YOUR GOAL
In the copy of these records, include no pictures and change nothing else.

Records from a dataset
* * * * * * * * *

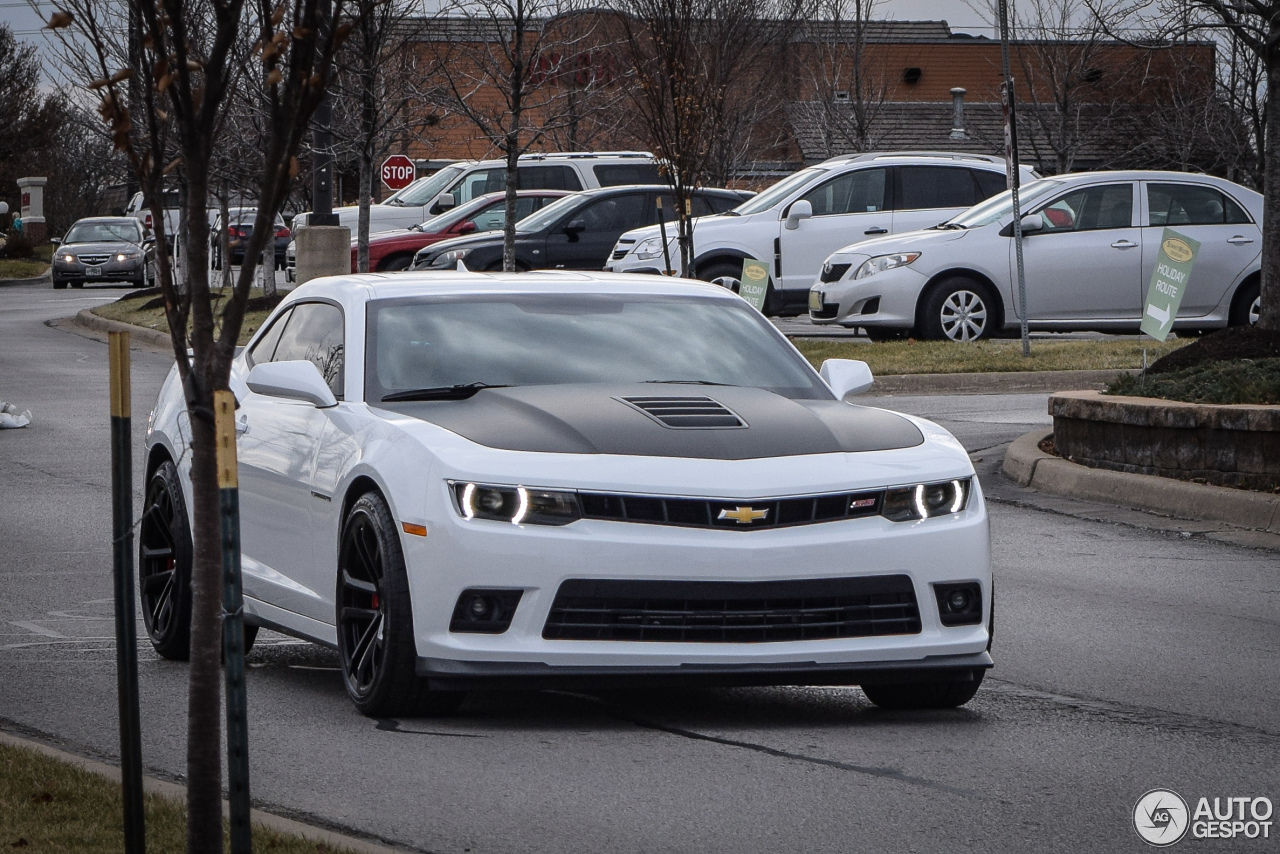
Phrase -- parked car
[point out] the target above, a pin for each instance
(574, 233)
(394, 250)
(241, 229)
(464, 480)
(805, 217)
(461, 182)
(104, 249)
(1089, 249)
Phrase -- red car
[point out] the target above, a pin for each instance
(394, 250)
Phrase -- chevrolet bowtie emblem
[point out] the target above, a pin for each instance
(743, 515)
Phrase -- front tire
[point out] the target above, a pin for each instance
(375, 620)
(960, 310)
(164, 565)
(938, 694)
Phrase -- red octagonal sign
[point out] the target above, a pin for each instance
(398, 172)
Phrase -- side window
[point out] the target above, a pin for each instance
(315, 333)
(990, 183)
(617, 214)
(853, 192)
(265, 346)
(924, 187)
(626, 173)
(1091, 208)
(1192, 205)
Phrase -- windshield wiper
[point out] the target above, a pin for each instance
(460, 392)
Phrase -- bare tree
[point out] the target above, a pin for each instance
(163, 72)
(492, 67)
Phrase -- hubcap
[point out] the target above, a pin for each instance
(964, 316)
(159, 562)
(362, 616)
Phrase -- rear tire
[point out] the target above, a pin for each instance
(940, 694)
(375, 620)
(959, 309)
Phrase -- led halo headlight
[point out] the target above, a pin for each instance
(649, 249)
(881, 263)
(516, 505)
(448, 259)
(926, 501)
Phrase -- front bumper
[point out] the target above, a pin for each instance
(534, 560)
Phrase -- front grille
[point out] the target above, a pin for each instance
(833, 272)
(734, 612)
(686, 412)
(732, 515)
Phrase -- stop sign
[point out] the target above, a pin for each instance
(398, 172)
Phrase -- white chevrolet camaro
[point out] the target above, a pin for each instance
(464, 480)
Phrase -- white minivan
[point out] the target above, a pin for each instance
(800, 220)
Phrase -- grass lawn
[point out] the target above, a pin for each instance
(947, 357)
(147, 310)
(51, 807)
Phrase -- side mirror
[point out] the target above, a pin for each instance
(846, 377)
(799, 210)
(297, 380)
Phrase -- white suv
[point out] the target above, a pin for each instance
(461, 182)
(800, 220)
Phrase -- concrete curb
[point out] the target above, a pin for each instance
(174, 791)
(88, 320)
(1029, 466)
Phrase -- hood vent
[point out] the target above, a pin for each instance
(686, 412)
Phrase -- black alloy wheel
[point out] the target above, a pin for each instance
(375, 621)
(164, 565)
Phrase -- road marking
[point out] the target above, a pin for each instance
(36, 629)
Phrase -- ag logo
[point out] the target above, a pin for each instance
(1161, 817)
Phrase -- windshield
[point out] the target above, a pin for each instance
(553, 339)
(778, 191)
(548, 215)
(127, 231)
(997, 208)
(420, 192)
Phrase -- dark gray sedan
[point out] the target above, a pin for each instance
(104, 249)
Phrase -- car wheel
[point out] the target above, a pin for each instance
(164, 565)
(1247, 305)
(375, 621)
(938, 694)
(394, 263)
(959, 310)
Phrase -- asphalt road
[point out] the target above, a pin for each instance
(1127, 660)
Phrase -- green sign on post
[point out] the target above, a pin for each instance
(755, 283)
(1168, 283)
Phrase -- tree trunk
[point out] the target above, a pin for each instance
(1270, 318)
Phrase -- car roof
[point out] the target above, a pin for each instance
(389, 286)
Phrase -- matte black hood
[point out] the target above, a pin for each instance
(598, 419)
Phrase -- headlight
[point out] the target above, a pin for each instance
(926, 501)
(449, 259)
(649, 249)
(882, 263)
(516, 505)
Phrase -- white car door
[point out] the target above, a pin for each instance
(1230, 242)
(1086, 263)
(278, 446)
(853, 206)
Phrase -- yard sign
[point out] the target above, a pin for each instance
(1168, 283)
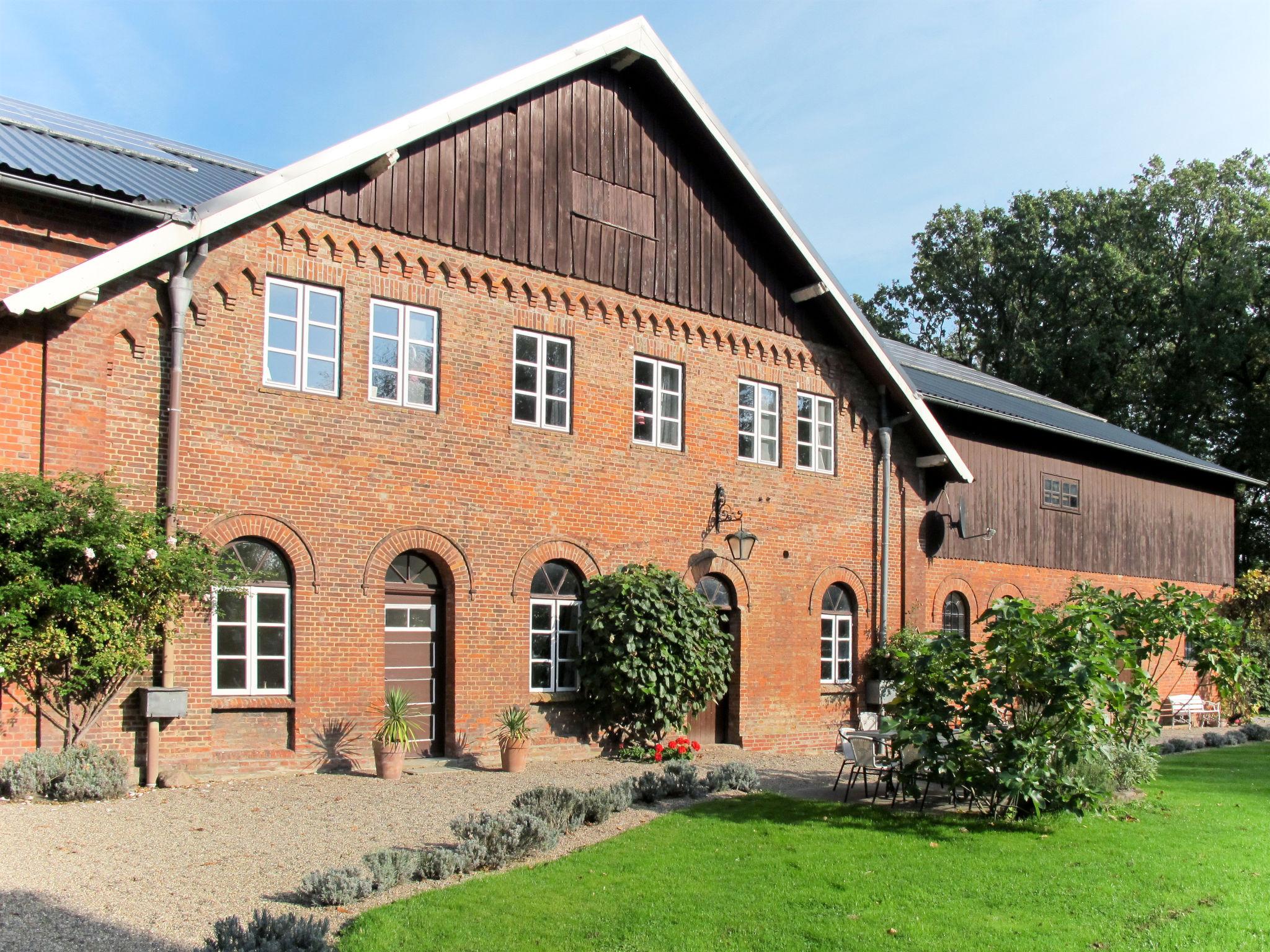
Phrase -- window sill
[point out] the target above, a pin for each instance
(301, 394)
(545, 697)
(239, 702)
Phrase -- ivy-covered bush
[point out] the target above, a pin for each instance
(562, 809)
(270, 933)
(498, 839)
(734, 776)
(653, 654)
(1016, 718)
(389, 867)
(334, 888)
(73, 774)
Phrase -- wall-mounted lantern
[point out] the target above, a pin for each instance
(741, 542)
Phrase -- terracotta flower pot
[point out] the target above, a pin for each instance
(516, 754)
(389, 759)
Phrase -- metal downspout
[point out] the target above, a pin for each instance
(180, 291)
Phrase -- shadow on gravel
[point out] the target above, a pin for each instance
(35, 923)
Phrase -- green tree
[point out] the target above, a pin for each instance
(88, 592)
(653, 653)
(1146, 305)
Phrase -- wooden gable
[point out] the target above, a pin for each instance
(586, 179)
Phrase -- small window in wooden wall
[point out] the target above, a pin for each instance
(1060, 493)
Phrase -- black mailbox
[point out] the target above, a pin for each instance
(164, 702)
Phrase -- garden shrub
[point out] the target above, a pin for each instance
(682, 781)
(734, 776)
(270, 933)
(389, 867)
(598, 804)
(89, 774)
(74, 774)
(499, 839)
(649, 787)
(334, 888)
(440, 863)
(653, 654)
(559, 808)
(1133, 765)
(31, 775)
(624, 794)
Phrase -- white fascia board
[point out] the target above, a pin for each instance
(291, 180)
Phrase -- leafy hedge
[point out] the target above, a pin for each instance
(653, 654)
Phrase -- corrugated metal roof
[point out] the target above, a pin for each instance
(946, 381)
(113, 161)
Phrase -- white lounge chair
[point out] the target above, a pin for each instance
(1191, 708)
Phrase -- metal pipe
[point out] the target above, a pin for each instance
(47, 190)
(180, 291)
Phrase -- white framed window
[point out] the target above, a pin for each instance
(252, 626)
(403, 355)
(814, 433)
(301, 337)
(541, 380)
(758, 423)
(658, 408)
(252, 641)
(556, 627)
(837, 626)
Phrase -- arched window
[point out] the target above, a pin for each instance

* * * * * * * * *

SOLUTION FOR THIS TASK
Phrase -- parked car
[point out] the target above, a pin for each instance
(574, 233)
(394, 250)
(241, 229)
(464, 480)
(805, 217)
(461, 182)
(104, 249)
(1089, 249)
Phrase -- red car
[point out] the target above, a pin for each instance
(394, 250)
Phrase -- chevrolet bowtie emblem
[point out] the target above, a pin for each instance
(743, 515)
Phrase -- front tire
[point out] the target above, a pin for each instance
(375, 620)
(960, 310)
(164, 565)
(938, 694)
Phrase -- red octagonal sign
[point out] the target above, a pin for each instance
(398, 172)
Phrase -- side window
[point out] the target above, a pin for each instance
(315, 333)
(990, 183)
(617, 214)
(853, 192)
(265, 346)
(924, 187)
(626, 173)
(1091, 208)
(1192, 205)
Phrase -- windshield wiper
[point out] the target above, a pin for each instance
(460, 392)
Phrase -- bare tree
[point out] the target above, a pin for each instance
(163, 72)
(492, 67)
Phrase -- hubcap
[point out] the target above, a pin for each instance
(964, 316)
(159, 562)
(362, 616)
Phrase -- rear tire
[point out] the target above, a pin for each instance
(940, 694)
(375, 620)
(959, 309)
Phrase -- led halo headlight
[point out] the target above, a pin for each instance
(649, 249)
(881, 263)
(516, 505)
(448, 259)
(926, 501)
Phrase -- front bumper
[point out] the target above, a pin for each instance
(534, 560)
Phrase -- front grille
[point out] the target above, a pin for each instance
(833, 272)
(734, 612)
(686, 412)
(732, 515)
Phrase -- stop sign
[point out] the target above, a pin for each instance
(398, 172)
Phrase -- white chevrolet camaro
[point out] the target above, a pin for each instance
(464, 480)
Phrase -- white minivan
[point out] the target above, a pin for each instance
(800, 220)
Phrase -- grass lawn
[point out] the target above, a pin for each instance
(947, 357)
(147, 310)
(51, 807)
Phrase -- side mirror
[point out] the target above, a pin for each instance
(846, 377)
(799, 210)
(297, 380)
Phrase -- white suv
[point out] the target above, a pin for each instance
(461, 182)
(800, 220)
Phrase -- concrete curb
[point out] the target above, a pin for each instance
(174, 791)
(88, 320)
(1029, 466)
Phrase -- hood vent
[point out] the target above, a pin for each instance
(686, 412)
Phrase -- black alloy wheel
[point out] the target above, a pin for each instance
(375, 621)
(164, 565)
Phrase -- road marking
[point out] the target above, a pin for each instance
(36, 629)
Phrase -- ag logo
[point out] the target above, a pin for each instance
(1161, 817)
Phrase -- windshield
[point out] the target above, a pin for each instance
(553, 339)
(778, 191)
(548, 215)
(127, 231)
(997, 208)
(420, 192)
Phrase -- dark gray sedan
[point out] the target above, a pin for each instance
(104, 249)
Phrase -- car wheel
[point out] the target above, a pin for each instance
(164, 565)
(1247, 305)
(375, 621)
(938, 694)
(394, 263)
(959, 310)
Phrase -- asphalt road
[point out] the target above, a pin for each instance
(1127, 660)
Phrase -- green sign on post
[point out] the target above, a pin for each instance
(755, 283)
(1168, 283)
Phrase -- tree trunk
[point out] the target above, a pin for each instance
(1270, 318)
Phrase -- car roof
[point out] the target above, a pin for each instance
(389, 286)
Phrase -- matte black hood
[point out] the target above, a pin for each instance
(598, 419)
Phrase -- headlight
[point out] the target above, a pin for each instance
(926, 501)
(449, 259)
(649, 249)
(882, 263)
(516, 505)
Phrase -- white car door
[point out] the target above, a pin for each instance
(1230, 242)
(1086, 263)
(278, 446)
(853, 206)
Phrase -- yard sign
[point out] the target above, a pin for each instance
(1168, 283)
Phrase -- window sill
[point out] the target above, a pin for each instance
(301, 394)
(545, 697)
(239, 702)
Phrase -- ivy-covered bush
[point out] the target above, a pin for each instance
(562, 809)
(270, 933)
(498, 839)
(734, 776)
(653, 654)
(1016, 718)
(389, 867)
(334, 888)
(73, 774)
Phrase -- wall-mounted lantern
[point out] the target above, a pin for each instance
(741, 542)
Phrase -- terracotta flower pot
[point out] the target above, a pin for each instance
(516, 754)
(389, 759)
Phrase -- metal downspout
[point out] the target above, a pin for each instance
(180, 291)
Phrase -- shadow on gravel
[point out] the target above, a pin for each instance
(35, 923)
Phrase -- green tree
[point out] the target above, a pin for each instance
(88, 592)
(653, 653)
(1146, 305)
Phrase -- wooden gable
[point out] the target above, a pin for each instance
(586, 179)
Phrase -- small window in wooden wall
[point out] the target above, a pin for each instance
(1060, 493)
Phrase -- black mailbox
[point out] the target above, a pin for each instance
(164, 702)
Phrase -- garden shrub
[point out] the target above, a pin for each instance
(682, 781)
(734, 776)
(270, 933)
(389, 867)
(598, 804)
(89, 774)
(74, 774)
(499, 839)
(649, 787)
(334, 888)
(440, 863)
(653, 654)
(559, 808)
(1133, 765)
(31, 775)
(624, 794)
Phrase -- white fascia board
[point out] the target above, a pin for each instance
(291, 180)
Phrase -- leafy hedge
[point out] the target above, a pin for each instance
(653, 654)
Phrase -- corrugated metal roof
[point out] the target above, a pin for each instance
(946, 381)
(113, 161)
Phrase -- white lounge chair
[point out] the target above, a pin for each instance
(1191, 708)
Phrase -- metal pipe
[point out] the target above, a pin for each instance
(47, 190)
(180, 291)
Phrase -- white framed window
[point out] the target above, a pin for each instance
(252, 626)
(403, 355)
(814, 433)
(301, 337)
(541, 380)
(758, 423)
(658, 408)
(252, 641)
(556, 627)
(837, 626)
Phrase -- arched window
[point out] the target above, a pin for each instance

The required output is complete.